[Part of a data file]
···

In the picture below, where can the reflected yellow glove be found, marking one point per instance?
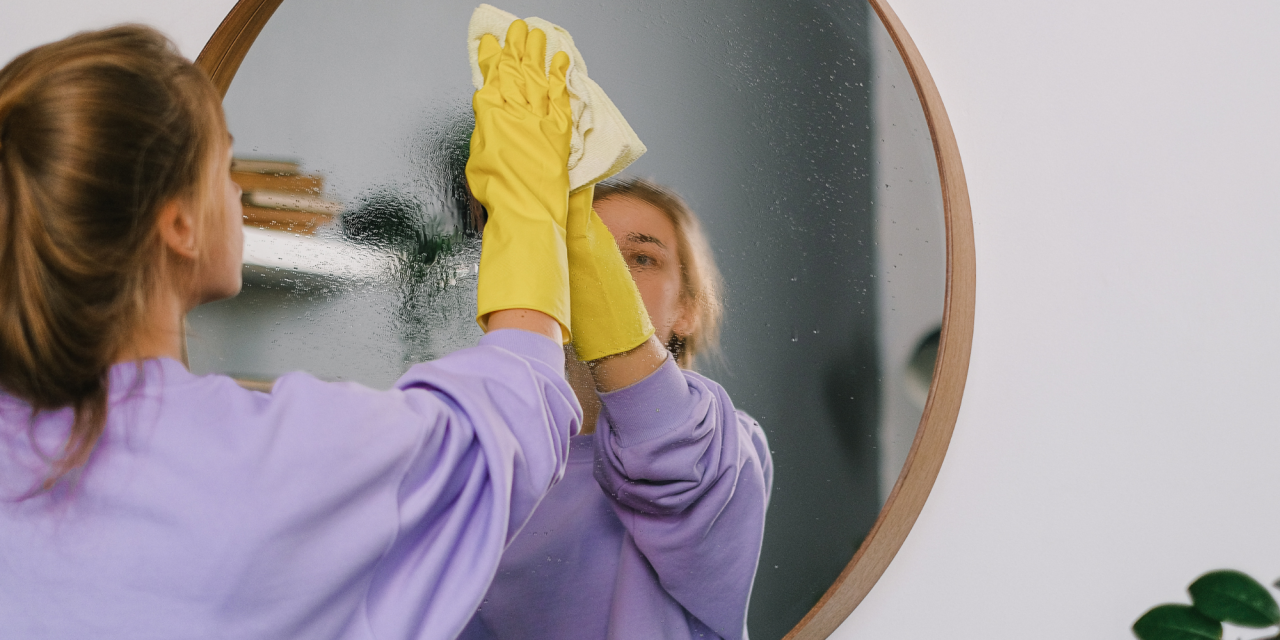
(608, 312)
(519, 170)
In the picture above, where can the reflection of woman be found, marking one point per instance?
(656, 529)
(141, 501)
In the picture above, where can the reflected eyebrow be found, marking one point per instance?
(644, 237)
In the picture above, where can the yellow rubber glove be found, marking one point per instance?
(608, 312)
(519, 170)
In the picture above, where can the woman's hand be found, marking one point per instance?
(519, 170)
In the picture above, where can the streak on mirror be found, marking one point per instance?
(794, 131)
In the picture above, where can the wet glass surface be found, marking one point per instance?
(790, 127)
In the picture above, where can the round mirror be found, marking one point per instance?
(796, 133)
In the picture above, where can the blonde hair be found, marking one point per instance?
(700, 280)
(97, 132)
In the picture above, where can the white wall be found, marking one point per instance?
(1118, 434)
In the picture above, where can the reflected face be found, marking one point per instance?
(222, 261)
(648, 242)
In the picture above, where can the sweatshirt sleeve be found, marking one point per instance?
(690, 479)
(499, 420)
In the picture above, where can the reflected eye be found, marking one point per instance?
(640, 260)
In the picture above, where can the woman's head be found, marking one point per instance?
(105, 137)
(670, 259)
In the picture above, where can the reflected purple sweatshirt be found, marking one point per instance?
(321, 511)
(654, 533)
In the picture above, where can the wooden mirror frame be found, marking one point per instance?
(227, 48)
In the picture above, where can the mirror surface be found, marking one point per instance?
(790, 127)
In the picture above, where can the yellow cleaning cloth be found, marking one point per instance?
(603, 142)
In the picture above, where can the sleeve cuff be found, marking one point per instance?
(528, 344)
(649, 407)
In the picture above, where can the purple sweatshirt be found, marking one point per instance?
(321, 511)
(654, 533)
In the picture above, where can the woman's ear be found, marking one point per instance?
(178, 229)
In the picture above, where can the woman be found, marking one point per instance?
(654, 531)
(141, 501)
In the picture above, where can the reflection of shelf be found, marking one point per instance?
(312, 184)
(277, 196)
(283, 220)
(307, 255)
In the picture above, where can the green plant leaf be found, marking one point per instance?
(1176, 622)
(1235, 598)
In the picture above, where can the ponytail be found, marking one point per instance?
(96, 133)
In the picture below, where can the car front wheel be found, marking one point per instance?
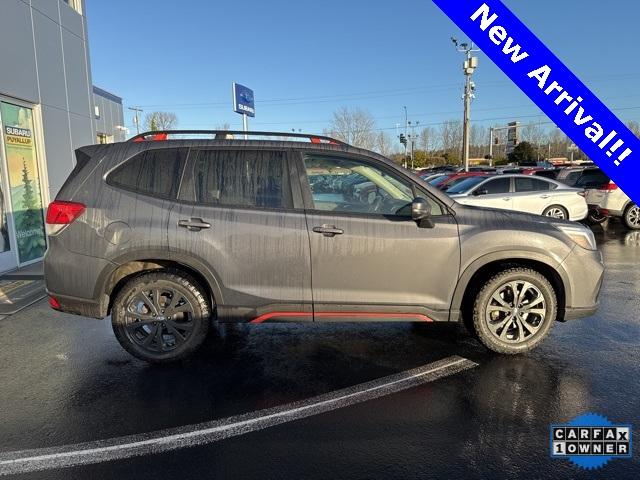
(161, 316)
(514, 311)
(632, 217)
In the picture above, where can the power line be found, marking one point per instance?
(347, 96)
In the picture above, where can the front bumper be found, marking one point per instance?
(584, 270)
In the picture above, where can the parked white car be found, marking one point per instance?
(524, 193)
(605, 199)
(613, 202)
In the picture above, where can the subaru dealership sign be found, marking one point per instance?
(243, 100)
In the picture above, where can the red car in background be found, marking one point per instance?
(445, 182)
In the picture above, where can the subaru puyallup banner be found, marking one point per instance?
(551, 86)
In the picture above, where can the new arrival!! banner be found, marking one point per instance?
(552, 87)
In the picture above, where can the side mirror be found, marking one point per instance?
(421, 213)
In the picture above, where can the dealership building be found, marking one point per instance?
(48, 108)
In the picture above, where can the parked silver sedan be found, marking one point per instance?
(523, 193)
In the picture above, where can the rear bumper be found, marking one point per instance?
(82, 306)
(575, 313)
(585, 272)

···

Job: Change every "marking one point per instance" in the data above to "placing one point on each instance" and write the data out again with nothing else altered. Omit the pictures from your answer.

Final result:
In the picture below, where can the reflected yellow glove be found, placing one point on each instance?
(608, 312)
(519, 170)
In the picture above, where can the reflection of woman be found, placing one point on each instance?
(656, 529)
(141, 501)
In the picture above, where can the reflected eyebrow be found, placing one point on each instance?
(644, 237)
In the picture above, where can the yellow rubber glove be found, placing one point on each instance?
(608, 312)
(519, 170)
In the picture above, where can the woman's hand be found, placing one point on each instance?
(519, 170)
In the picture above, where can the streak on mirror be found, placing one point on each instance?
(794, 131)
In the picture above, where can the wet glass surface be found, placing one point on each instance?
(790, 127)
In the picture above, where can the round mirror be found, placing one point on each instance?
(796, 133)
In the picture above, where can the blonde hair be found, placing one point on each instance?
(700, 280)
(97, 132)
In the picture above, where can the white wall be found, placing one point on each instance?
(1118, 434)
In the picture above, where can the reflected face be found, placing one point on each instance?
(222, 261)
(648, 242)
In the picture above, where can the sweatshirt sleeve be found, placing one point on each instance?
(690, 479)
(499, 420)
In the picture above, where can the reflected eye be found, placing one point on each instance?
(640, 260)
In the picture above, where can the woman's head be found, placing one point on each instance?
(105, 137)
(670, 259)
In the picture above, where can the reflected purple sweatshirt be found, placing one point on each instance?
(321, 511)
(654, 533)
In the picture above, where can the wooden mirror frame be found, placing one point on each instance?
(227, 48)
In the picture above, where can the mirror surface be found, placing one point on each instance?
(790, 127)
In the picture above, where can the yellow cleaning cloth be found, placing one point on each instance?
(603, 142)
In the picture above, where can the sleeve cuff be found, placing one point on each instance?
(528, 344)
(649, 407)
In the picture above, where can the purple sweatshirt be found, placing one point on each instance?
(321, 511)
(654, 533)
In the picture above, where can the woman's ear be found, placing one point on each instance?
(178, 229)
In the picture above, where can the woman be found, placing one point on each instance?
(654, 531)
(141, 501)
In the picture above, where can the reflection of shelf be found, placing one point on each instance?
(312, 184)
(277, 196)
(283, 220)
(307, 255)
In the picture above, where can the green plant leaf be found, placing one point on each instance?
(1176, 622)
(1235, 598)
In the picture above, where can the ponytail be found, placing one point on each instance?
(96, 133)
In the picture below, where can the car front wheel be found, placing one point on each instance?
(161, 316)
(514, 311)
(632, 217)
In the picture above, where can the power line be found, placing one point on each instance?
(347, 96)
In the picture above, where can the front bumper be found, placing one point on each instance?
(584, 270)
In the picture above, where can the parked white car be found, placing one point on each instance?
(524, 193)
(605, 199)
(613, 202)
In the picture above, where can the subaru dealership sign be found, placing one point on each instance?
(243, 100)
In the picture above, where can the red car in background be found, placing one point on each instance?
(445, 182)
In the picture above, where can the subaru puyallup banner be found, placing one point on each instance?
(551, 86)
In the picture above, where can the new arrival!! banner be found, placing one point on each instance?
(552, 87)
In the picture above, where can the side mirror be found, placing one point on each instance?
(421, 213)
In the picture above, where can the dealership building be found, placing one point on each instance?
(48, 108)
In the picture above, where can the parked silver sedan be found, placing one point on each instance?
(523, 193)
In the picture above, where can the rear bumper be found, placing one point on each instance?
(82, 306)
(575, 313)
(585, 272)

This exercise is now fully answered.